Work to complete
Scan the records for the word "cloud". Report each line where it occurs.

┄┄┄┄┄┄┄┄┄┄┄┄┄┄┄┄┄┄┄┄

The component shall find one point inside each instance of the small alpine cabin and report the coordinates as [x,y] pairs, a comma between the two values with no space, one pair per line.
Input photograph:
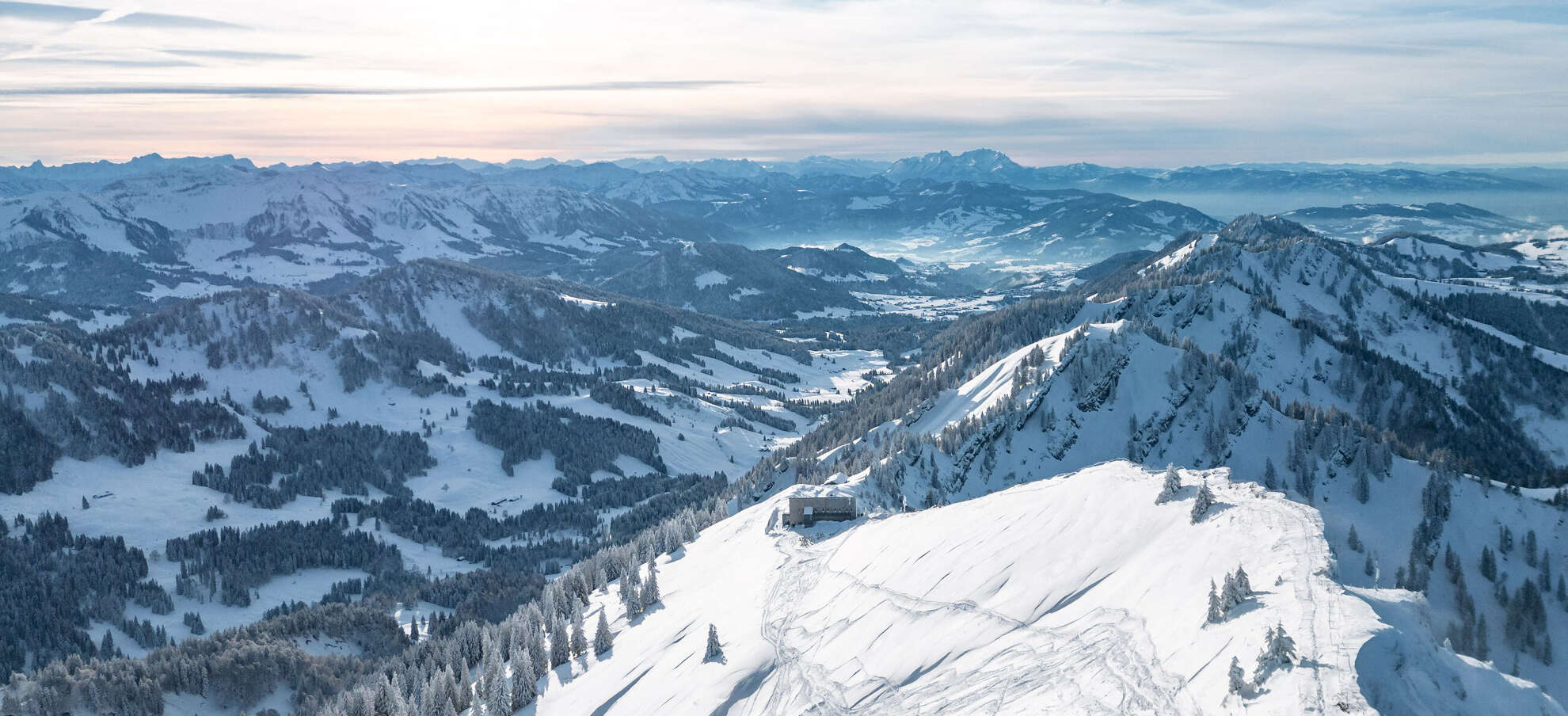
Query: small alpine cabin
[809,509]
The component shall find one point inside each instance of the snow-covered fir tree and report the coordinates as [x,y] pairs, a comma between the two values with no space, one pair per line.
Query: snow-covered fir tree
[1216,605]
[1201,503]
[1278,652]
[579,638]
[1170,486]
[715,650]
[524,680]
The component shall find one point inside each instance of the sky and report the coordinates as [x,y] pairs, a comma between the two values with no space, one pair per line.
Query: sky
[1148,83]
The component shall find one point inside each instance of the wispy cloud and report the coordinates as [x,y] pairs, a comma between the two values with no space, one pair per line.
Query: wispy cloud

┄┄┄┄┄┄┄┄┄┄┄┄┄┄┄┄┄┄┄┄

Solution to this task
The component shall find one point inside each instance of the wispy cloud and report the coordinates as [x,y] pairs, a comma between the two values with no space, one pair per line.
Query: wispy cloud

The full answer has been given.